Retour gagnant pour de la bande "à François", l'homme orchestre autodidacte et figure historique du punk rock alternatif français dans le cadre festif et intimiste du festival Les Chants de Mars.

Pigalle

Le Marché Gare est un quartier historique de la ville de Lyon, le long de l’immonde ruban autoroutier qu’un maire opportuniste et soit disant visionnaire a cru bon de faire passer en plein centre ville il y a 40 ans donnant ainsi une réputation exécrable à la capitale des Gaules, davantage connue pour ses embouteillages que pour ses petits bouchons si conviviaux. Aujourd’hui, ce quartier est un chantier à ciel ouvert où des dizaines de grues côtoient d’autres oiseaux de nuit qui attendent le « chasseur » et son fusil chargé. Hier encore on entendait les clameurs et les cris des maraichers du marché de gros, aujourd’hui, c’est la noria de camions et de pelleteuses qui remodèlent cet ancien quartier populaire en nouveau centre bobo.

La venue de Pigalle était donc tout un symbole dans le cadre de ce festival qui privilégie la chanson en français. La salle est pleine à craquer et c’est un peu le rendez-vous des amis bigarrés ; on croise de vieux keupons crêtés, des babas alter, des adeptes virulents de la vélorution, des tenanciers de bar à la patte folle, des enfants avec leurs parents, des parents avec leurs enfants, des libertaires Iphonés, des parieurs sur le match du soir opposant le Real à l’OL mais qui préfèrent la gouaille de François aux « trottinements patauds de vingt-deux handicapés velus qui poussent des balles comme on pousse un étron ». Bref, c’est une famille unie qui attend l’artiste protéiforme, le militant du Front de gauche qui sublime dans ses textes, les déclassés, les cabossés de la vie.

Discographie

Nouvel album « Des Espoirs »

Données sources:
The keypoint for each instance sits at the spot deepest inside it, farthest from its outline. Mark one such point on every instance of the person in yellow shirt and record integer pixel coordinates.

Série d'exercices:
a) Dans le cadre de quel festival le groupe Pigalle fait-il son retour, d'après le texte sur le concert de Pigalle ?
b) Résumez le texte sur le concert de Pigalle en deux phrases.
c) Prolongez le texte sur le concert de Pigalle à partir de la dernière ligne.

Réponses dans l'ordre:
a) Le festival Les Chants de Mars.

b) Pigalle, le groupe de François, figure historique du punk rock alternatif français, fait un retour gagnant au festival Les Chants de Mars, qui privilégie la chanson en français. Le Marché Gare, ancien quartier populaire de Lyon devenu un chantier à ciel ouvert, se transforme en nouveau centre bobo, et une salle pleine à craquer d'un public bigarré attend l'artiste.

c)
Pigalle est de retour donc pour présenter un nouvel album, Des Espoirs, après 13 ans de vide discographique et la fin de l’aventure Boucherie Productions. Le temps a passé mais l’on se retrouve en terrain de connaissance avec les fameuses bretelles double décimètre sorties d’un film de Jeunet et Caro, l’arbre à palabres ou plutôt le saule pleureur d’instruments disparates (cornemuse, banjo, violon, clarinette, flûte traversière, ukulélé ténor, mandoline, vielle berrichonne, cornemuse, bandonéon ou encore pipa chinoise d’habitude jouée exclusivement par les femmes nous raconte François goguenard) et les personnages des chansons que l’on pourrait croiser chez Tardi, Léo Malet Alphonse Boudard ou Frédéric Dard. Le spectacle est en rodage, c’est seulement la seconde date et François, bonhomme, râle parfois à propos du son, la guitare électrique étant souvent inaudible et la basse vrombissante.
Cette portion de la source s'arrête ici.